### Task instructions
Pick out each line in the entries below that contains the word "Query" and copy those lines.
===== Supplied entries
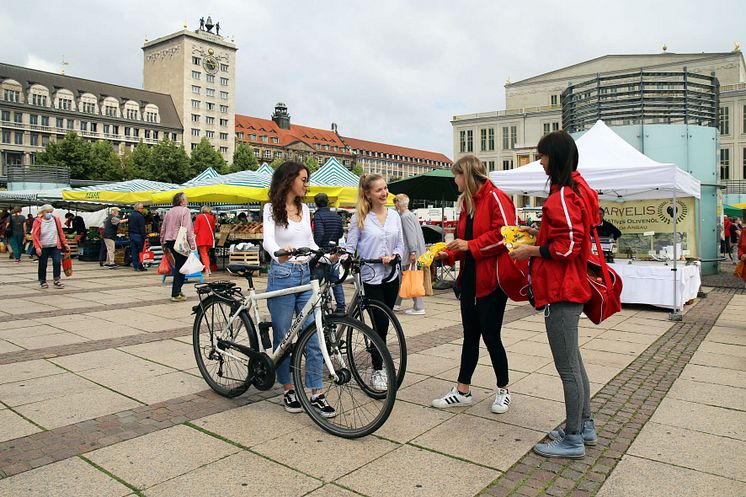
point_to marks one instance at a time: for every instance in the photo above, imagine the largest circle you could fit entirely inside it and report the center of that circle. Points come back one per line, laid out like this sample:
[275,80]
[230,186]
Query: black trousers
[483,317]
[386,293]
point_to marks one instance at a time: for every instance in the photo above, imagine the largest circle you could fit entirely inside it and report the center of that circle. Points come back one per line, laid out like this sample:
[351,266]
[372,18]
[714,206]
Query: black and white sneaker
[454,398]
[320,404]
[291,403]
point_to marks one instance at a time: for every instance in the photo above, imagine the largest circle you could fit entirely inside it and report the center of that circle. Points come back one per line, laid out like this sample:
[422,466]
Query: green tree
[277,163]
[311,164]
[204,155]
[244,158]
[106,163]
[72,151]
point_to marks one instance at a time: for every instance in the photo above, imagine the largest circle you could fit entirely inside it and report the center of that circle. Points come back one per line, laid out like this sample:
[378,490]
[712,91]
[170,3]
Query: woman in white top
[287,225]
[375,232]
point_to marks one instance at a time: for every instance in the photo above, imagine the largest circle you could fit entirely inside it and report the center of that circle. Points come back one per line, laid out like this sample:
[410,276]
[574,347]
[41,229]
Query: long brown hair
[282,181]
[363,204]
[474,175]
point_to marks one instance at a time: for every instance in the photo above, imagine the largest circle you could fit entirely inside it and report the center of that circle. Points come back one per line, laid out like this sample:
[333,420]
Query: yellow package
[514,236]
[427,258]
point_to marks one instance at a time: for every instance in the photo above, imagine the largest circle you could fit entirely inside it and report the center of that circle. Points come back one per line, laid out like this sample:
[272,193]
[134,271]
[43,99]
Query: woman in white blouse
[376,232]
[287,225]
==========
### Problem solution
Query: black trousers
Query: black and white sneaker
Query: green tree
Query: woman in white top
Query: long brown hair
Query: yellow package
Query: woman in white blouse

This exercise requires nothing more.